Trecho da página:

****

Sérgio Paranhos Fleury, o temido Delegado Fleury, atuou como delegado do Departamento de Ordem Política e Social (DOPS) de São Paulo durante a Ditadura Militar no Brasil. 

Fleury ficou conhecido por sua crueldade e sadismo. Ele era conhecido por usar métodos de tortura brutais, incluindo espancamentos, choques elétricos e afogamentos. Ele também foi acusado de ordenar assassinatos de opositores políticos.

Foi o principal responsável pela captura e morte do guerrilheiro comunista Carlos Marighella, em 1969. Ele também foi apontado como participante da Chacina da Lapa, em 1973, na qual 11 militantes políticos foram assassinados.

Fleury nasceu em Niterói, Rio de Janeiro, em 1933. Formou-se em direito em 1966 e logo foi recrutado pela ditadura militar para atuar no DOPS.

Fleury morreu em 1º de maio de 1979, aos 45 anos, em circunstâncias misteriosas. Na madrugada de 1º de maio de 1979, Fleury e sua mulher, Maria Isabel Oppido, estavam em uma lancha no litoral de Ilhabela, no litoral de São Paulo, quando o delegado caiu na água e se afogou.

O laudo da morte, assinado pelo médico-legista Harry Shibata, que fez fama por falsificar atestados de óbitos de vítimas da ditadura, atesta que Fleury morreu por afogamento seguido de parada cardíaca.

****

Enunciado: Reproduza, do texto sobre o Delegado Fleury, a passagem que vai de "Fleury ficou conhecido" até "atuar no DOPS.", sem alterar nada.

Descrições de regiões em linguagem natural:
****

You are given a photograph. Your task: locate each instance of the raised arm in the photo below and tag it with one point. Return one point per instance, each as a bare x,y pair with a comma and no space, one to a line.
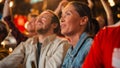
108,11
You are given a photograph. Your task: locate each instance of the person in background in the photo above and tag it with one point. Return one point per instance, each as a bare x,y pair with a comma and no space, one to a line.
105,50
108,11
45,50
3,33
75,26
8,20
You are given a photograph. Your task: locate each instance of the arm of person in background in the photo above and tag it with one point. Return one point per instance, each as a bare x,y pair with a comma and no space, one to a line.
108,12
7,17
60,6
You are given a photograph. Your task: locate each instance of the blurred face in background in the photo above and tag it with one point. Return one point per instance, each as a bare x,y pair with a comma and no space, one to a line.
70,20
43,22
31,25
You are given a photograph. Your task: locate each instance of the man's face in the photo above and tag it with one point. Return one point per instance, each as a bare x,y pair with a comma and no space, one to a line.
43,22
31,25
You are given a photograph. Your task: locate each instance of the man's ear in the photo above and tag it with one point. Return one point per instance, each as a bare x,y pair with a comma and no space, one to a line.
84,20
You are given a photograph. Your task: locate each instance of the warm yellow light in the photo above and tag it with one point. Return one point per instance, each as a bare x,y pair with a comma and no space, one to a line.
111,2
3,43
1,1
118,15
11,4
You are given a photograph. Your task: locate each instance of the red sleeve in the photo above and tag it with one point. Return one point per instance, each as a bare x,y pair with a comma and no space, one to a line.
94,57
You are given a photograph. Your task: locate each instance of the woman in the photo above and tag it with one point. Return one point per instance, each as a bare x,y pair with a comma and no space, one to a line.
75,25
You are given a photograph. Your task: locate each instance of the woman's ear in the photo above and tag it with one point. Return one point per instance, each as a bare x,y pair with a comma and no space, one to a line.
84,20
54,25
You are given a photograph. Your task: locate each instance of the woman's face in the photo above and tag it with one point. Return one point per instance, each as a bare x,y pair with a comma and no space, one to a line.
70,20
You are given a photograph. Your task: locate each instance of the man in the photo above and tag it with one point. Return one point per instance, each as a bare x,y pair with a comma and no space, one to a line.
105,50
45,50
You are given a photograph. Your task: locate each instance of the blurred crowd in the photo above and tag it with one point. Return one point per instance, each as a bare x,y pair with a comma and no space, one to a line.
70,36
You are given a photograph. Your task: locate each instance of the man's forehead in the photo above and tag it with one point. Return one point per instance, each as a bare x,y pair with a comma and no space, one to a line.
46,12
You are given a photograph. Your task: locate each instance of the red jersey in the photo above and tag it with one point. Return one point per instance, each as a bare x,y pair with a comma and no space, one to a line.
102,50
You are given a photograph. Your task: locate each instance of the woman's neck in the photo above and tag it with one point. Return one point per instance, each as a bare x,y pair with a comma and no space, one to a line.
73,39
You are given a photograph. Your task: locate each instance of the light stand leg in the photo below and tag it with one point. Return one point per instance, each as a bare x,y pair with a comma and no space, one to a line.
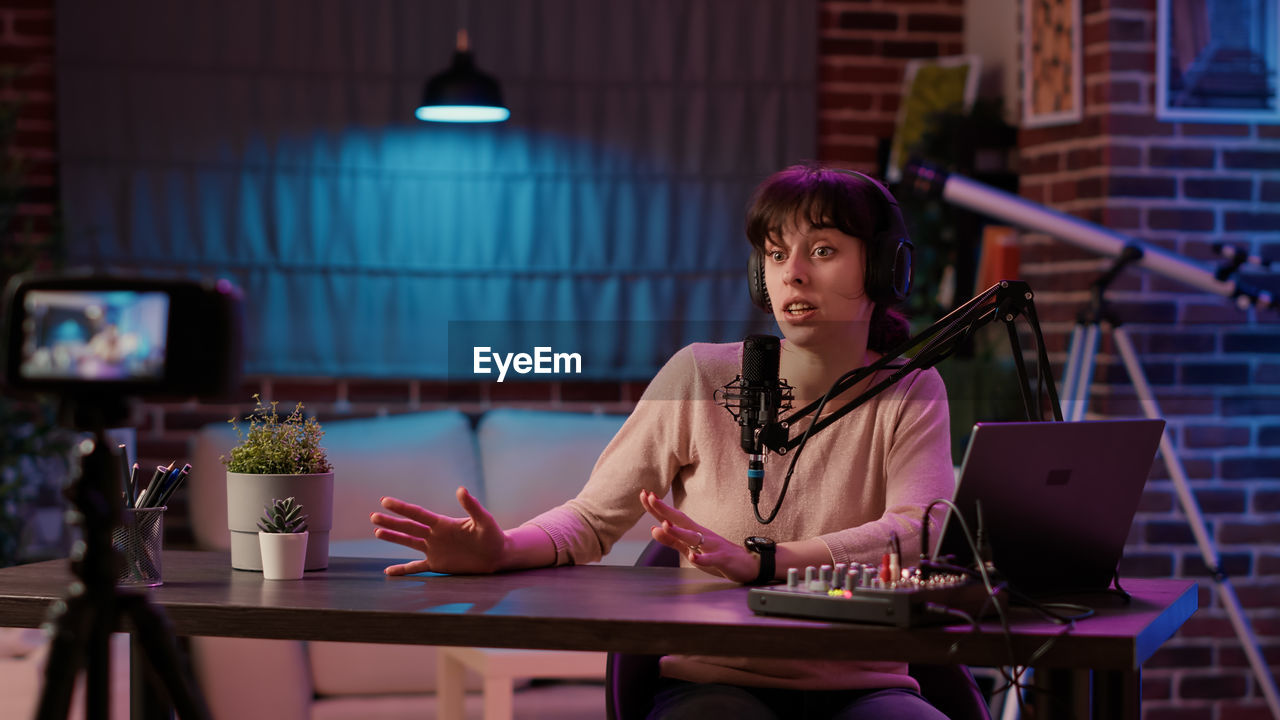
1080,363
1072,372
1243,630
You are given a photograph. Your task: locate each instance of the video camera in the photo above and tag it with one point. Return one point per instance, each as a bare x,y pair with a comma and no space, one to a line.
86,336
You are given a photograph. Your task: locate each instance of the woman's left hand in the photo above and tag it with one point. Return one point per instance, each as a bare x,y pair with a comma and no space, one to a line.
704,548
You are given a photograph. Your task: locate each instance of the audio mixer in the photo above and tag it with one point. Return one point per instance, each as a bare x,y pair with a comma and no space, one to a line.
874,595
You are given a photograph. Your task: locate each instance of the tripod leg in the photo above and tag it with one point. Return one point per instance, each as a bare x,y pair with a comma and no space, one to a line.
155,637
1239,621
1080,360
97,674
67,654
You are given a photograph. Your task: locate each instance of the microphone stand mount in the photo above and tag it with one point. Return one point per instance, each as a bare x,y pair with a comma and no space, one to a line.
1004,301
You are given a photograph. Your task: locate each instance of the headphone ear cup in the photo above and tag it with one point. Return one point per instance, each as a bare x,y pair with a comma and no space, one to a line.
755,279
888,269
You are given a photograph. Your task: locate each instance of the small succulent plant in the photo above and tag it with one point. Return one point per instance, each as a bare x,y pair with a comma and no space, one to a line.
283,516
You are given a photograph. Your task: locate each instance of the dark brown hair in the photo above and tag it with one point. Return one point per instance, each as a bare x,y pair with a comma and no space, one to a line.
826,199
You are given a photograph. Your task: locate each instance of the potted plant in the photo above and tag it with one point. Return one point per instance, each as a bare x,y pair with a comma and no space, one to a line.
278,458
282,534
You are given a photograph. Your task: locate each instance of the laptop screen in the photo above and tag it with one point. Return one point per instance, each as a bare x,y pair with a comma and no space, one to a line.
1057,500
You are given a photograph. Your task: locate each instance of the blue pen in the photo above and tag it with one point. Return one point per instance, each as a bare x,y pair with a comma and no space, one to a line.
133,486
172,484
165,481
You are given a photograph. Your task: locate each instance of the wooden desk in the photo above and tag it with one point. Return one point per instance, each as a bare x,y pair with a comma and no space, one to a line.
640,610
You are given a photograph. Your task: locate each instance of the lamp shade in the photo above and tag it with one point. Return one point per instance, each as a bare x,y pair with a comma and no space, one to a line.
462,94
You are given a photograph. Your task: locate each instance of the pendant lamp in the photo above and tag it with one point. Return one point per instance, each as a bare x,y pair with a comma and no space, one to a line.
462,92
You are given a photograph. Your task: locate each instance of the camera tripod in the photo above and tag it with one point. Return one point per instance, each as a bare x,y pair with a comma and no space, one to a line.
94,606
1079,369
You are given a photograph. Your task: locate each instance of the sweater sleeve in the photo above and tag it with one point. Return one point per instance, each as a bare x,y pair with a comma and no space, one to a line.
918,469
647,452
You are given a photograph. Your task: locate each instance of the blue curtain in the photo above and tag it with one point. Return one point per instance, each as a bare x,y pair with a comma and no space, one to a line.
274,144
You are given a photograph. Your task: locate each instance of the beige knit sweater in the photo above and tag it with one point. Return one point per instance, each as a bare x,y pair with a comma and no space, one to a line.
856,483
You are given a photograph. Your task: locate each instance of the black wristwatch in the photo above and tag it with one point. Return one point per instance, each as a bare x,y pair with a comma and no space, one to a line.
766,548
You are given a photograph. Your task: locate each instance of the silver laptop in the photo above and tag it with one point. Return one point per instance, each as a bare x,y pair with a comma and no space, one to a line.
1057,500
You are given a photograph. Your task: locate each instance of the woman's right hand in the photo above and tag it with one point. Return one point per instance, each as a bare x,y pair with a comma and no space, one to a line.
471,545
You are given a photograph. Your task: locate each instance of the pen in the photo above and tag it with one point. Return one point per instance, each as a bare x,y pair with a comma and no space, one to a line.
172,484
133,486
124,474
154,486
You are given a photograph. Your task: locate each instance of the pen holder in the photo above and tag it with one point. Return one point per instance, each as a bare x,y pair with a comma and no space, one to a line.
140,540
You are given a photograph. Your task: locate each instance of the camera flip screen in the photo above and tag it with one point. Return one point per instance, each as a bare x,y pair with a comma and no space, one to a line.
95,336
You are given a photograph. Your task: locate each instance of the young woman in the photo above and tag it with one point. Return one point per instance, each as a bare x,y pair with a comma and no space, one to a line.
860,483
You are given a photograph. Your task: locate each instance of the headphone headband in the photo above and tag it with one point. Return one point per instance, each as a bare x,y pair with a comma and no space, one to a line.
888,254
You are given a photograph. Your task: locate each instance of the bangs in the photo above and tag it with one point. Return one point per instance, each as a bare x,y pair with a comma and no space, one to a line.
812,195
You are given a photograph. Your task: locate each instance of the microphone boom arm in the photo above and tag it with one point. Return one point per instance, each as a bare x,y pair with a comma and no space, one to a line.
1002,301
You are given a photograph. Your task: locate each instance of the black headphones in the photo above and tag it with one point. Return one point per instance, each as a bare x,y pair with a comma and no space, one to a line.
888,255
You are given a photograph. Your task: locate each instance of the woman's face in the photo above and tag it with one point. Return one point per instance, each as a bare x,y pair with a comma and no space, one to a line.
817,285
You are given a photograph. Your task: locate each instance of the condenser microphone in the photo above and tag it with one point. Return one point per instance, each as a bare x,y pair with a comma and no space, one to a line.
760,396
760,391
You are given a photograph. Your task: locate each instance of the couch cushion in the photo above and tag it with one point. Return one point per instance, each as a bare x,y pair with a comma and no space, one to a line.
342,669
534,460
419,456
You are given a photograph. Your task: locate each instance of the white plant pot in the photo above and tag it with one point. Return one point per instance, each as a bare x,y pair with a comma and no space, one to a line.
246,497
284,555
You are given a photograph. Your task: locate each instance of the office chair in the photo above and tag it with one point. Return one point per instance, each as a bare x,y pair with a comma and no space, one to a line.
631,680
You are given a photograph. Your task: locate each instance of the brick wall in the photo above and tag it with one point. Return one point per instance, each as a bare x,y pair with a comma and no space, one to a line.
1175,185
27,51
1178,186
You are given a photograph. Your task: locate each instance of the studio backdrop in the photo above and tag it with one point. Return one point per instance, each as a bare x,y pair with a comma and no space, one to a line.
275,144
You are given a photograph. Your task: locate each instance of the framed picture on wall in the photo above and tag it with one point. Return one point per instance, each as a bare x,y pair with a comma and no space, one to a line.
1051,63
929,87
1216,60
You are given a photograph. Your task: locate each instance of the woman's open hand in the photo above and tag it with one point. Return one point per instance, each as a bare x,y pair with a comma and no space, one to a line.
471,545
704,548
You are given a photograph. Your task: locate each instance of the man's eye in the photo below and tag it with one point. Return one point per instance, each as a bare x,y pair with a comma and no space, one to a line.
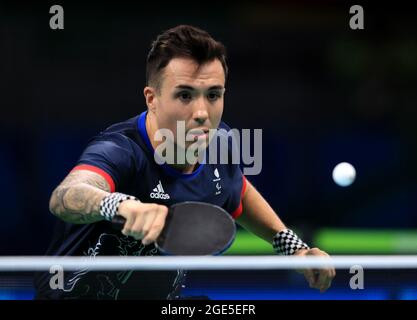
213,96
185,96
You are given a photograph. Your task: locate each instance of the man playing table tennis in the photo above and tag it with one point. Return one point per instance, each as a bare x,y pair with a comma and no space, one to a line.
117,175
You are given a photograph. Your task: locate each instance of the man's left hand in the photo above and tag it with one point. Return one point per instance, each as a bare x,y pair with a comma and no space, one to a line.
317,278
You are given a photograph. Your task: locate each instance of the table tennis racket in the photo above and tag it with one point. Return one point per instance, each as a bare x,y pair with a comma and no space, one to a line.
193,228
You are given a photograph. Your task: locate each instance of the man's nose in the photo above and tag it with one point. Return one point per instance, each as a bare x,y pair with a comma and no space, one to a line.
200,113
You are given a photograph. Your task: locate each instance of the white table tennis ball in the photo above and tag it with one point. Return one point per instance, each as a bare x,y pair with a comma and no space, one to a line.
344,174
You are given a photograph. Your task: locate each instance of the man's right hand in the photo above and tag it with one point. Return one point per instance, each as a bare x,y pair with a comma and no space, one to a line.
143,220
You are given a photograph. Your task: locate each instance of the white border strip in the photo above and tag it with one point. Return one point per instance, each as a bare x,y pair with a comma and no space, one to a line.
43,263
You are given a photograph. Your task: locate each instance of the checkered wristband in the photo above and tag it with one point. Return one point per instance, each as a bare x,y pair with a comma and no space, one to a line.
286,242
109,206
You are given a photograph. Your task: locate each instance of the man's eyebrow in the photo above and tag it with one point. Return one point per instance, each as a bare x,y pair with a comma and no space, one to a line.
183,86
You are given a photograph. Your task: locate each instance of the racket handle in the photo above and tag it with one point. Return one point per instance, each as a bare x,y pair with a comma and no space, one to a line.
118,222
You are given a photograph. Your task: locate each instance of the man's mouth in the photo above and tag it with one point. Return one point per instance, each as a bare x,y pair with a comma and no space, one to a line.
196,134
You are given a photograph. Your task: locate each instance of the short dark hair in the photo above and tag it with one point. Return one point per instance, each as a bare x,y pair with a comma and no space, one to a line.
182,41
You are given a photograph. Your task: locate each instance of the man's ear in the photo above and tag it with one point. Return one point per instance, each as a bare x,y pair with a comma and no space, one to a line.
150,98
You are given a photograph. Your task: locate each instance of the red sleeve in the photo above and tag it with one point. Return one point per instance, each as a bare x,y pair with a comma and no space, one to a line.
101,172
238,211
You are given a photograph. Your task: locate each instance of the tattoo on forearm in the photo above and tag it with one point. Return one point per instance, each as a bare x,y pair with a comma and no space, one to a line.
77,198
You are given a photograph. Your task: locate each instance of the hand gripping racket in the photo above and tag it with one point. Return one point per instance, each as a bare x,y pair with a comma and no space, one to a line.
193,228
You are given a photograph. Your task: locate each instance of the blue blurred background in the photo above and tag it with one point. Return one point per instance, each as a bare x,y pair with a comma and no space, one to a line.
321,92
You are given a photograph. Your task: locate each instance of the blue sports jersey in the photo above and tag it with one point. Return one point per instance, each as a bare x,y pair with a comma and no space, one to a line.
124,156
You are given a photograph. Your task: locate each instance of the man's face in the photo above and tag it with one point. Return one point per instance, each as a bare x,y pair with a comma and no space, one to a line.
191,93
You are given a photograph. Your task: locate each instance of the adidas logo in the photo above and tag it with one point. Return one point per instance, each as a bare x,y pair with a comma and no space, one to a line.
159,193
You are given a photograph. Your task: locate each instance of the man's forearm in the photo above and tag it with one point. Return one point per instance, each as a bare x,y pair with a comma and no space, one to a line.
77,199
258,216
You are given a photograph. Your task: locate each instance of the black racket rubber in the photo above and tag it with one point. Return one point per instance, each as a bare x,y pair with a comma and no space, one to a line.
193,228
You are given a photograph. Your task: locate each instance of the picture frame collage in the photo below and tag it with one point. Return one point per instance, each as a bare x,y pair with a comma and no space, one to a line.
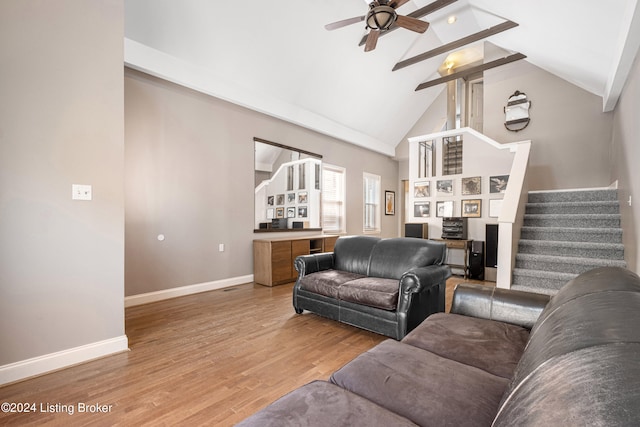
288,205
443,191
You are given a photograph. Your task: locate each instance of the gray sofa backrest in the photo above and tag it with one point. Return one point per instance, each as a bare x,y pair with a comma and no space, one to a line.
352,253
391,258
581,365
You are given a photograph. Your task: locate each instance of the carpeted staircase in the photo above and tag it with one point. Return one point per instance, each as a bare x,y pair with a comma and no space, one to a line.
566,233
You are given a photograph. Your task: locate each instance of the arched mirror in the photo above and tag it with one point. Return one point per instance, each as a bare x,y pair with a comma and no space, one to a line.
287,188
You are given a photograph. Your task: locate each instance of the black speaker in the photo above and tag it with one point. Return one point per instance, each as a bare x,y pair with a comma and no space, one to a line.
421,231
476,260
491,259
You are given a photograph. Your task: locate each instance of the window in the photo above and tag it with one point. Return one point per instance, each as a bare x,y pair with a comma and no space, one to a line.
333,199
452,155
371,203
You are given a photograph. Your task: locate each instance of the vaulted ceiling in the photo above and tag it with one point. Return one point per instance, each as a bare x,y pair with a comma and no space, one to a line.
277,57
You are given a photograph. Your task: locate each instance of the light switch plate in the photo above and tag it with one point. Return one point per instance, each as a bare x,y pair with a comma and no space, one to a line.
80,192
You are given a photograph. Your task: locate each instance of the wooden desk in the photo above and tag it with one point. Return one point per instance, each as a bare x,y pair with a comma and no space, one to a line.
273,258
463,245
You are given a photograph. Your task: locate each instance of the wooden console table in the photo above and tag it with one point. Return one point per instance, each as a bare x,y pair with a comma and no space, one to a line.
463,245
273,258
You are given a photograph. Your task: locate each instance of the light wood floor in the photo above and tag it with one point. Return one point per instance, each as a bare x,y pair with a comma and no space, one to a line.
207,359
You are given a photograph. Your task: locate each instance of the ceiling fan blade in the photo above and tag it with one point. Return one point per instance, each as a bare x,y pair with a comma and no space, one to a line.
372,40
412,24
397,3
344,23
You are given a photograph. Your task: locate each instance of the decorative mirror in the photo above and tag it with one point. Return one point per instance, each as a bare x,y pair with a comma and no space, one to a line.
287,188
517,112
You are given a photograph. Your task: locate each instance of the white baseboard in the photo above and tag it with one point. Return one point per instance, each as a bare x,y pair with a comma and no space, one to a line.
62,359
139,299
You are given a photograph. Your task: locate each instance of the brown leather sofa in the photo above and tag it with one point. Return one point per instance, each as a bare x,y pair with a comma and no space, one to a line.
388,286
500,358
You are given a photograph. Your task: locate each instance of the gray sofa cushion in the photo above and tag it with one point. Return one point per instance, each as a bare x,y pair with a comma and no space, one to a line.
352,253
323,404
391,258
328,282
594,386
424,387
495,347
372,292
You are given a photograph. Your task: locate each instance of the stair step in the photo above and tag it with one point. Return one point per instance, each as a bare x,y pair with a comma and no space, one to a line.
572,249
573,195
572,234
564,264
581,220
547,282
590,207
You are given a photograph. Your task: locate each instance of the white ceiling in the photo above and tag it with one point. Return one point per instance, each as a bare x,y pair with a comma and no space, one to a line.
277,58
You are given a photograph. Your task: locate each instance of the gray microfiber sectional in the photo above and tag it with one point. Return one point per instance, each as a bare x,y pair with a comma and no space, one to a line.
388,286
500,358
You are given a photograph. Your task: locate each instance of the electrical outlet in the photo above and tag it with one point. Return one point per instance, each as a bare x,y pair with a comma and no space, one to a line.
80,192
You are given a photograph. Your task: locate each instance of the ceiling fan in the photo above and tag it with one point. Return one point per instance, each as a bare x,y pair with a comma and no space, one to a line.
380,17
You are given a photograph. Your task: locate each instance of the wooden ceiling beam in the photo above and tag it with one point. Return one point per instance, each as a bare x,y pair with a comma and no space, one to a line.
472,70
456,44
423,11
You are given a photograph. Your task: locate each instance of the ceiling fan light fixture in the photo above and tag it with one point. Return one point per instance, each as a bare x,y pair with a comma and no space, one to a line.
381,18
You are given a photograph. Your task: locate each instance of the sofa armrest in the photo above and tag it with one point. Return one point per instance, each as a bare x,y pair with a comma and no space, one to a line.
418,279
503,305
307,264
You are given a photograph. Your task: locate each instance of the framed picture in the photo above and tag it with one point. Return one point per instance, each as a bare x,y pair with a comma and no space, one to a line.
444,208
495,205
389,202
422,209
444,187
421,189
471,186
472,208
498,183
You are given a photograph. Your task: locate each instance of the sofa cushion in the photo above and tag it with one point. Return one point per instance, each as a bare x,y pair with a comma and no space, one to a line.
327,282
594,386
391,258
372,292
495,347
425,388
322,404
352,253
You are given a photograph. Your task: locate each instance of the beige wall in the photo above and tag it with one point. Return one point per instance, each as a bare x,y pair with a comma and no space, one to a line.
61,123
569,132
189,176
626,158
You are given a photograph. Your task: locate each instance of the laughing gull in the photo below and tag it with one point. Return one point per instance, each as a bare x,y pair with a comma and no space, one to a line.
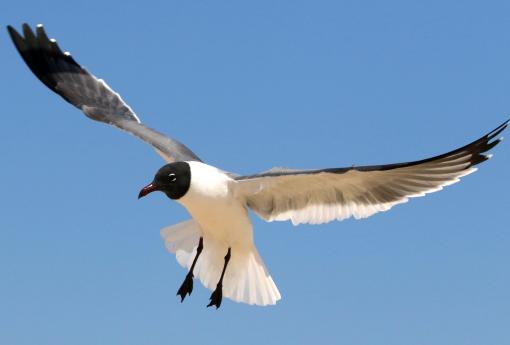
216,244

****

Resolução:
Fleury ficou conhecido por sua crueldade e sadismo. Ele era conhecido por usar métodos de tortura brutais, incluindo espancamentos, choques elétricos e afogamentos. Ele também foi acusado de ordenar assassinatos de opositores políticos.

Foi o principal responsável pela captura e morte do guerrilheiro comunista Carlos Marighella, em 1969. Ele também foi apontado como participante da Chacina da Lapa, em 1973, na qual 11 militantes políticos foram assassinados.

Fleury nasceu em Niterói, Rio de Janeiro, em 1933. Formou-se em direito em 1966 e logo foi recrutado pela ditadura militar para atuar no DOPS.